■ THE PROBLEM ■
Each entry needs to be reproduced exactly as it is.

Natural-language object grounding data:
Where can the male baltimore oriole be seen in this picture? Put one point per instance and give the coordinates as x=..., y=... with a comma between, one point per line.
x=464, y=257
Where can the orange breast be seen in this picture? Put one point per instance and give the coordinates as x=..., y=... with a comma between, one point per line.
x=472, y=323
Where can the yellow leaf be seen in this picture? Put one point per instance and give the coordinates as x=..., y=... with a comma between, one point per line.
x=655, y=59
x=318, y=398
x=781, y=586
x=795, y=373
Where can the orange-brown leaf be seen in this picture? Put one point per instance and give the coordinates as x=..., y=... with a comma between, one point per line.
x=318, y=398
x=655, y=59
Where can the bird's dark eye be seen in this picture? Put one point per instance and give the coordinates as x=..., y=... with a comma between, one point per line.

■ EXERCISE OUTPUT ■
Where can the male baltimore oriole be seen in this picture? Put one point per instance and give the coordinates as x=..., y=... with a comma between, one point per line.
x=464, y=257
Where can the orange breast be seen in this picture? Put one point per instance and give the coordinates as x=..., y=... with a comma between, one point per line.
x=472, y=323
Where can the yellow leaf be seen in this picture? Put one point per instance and give the coordinates as x=..., y=... with a comma between, one point per line.
x=655, y=59
x=318, y=398
x=781, y=586
x=795, y=373
Where can the orange-brown leaf be seen in this picture? Put one point per instance and give the coordinates as x=..., y=... with a comma between, one point per line.
x=318, y=398
x=655, y=59
Where can the bird's dark eye be seen in this picture? Put one point per instance and give the coordinates as x=..., y=... with a comma between, one point per line.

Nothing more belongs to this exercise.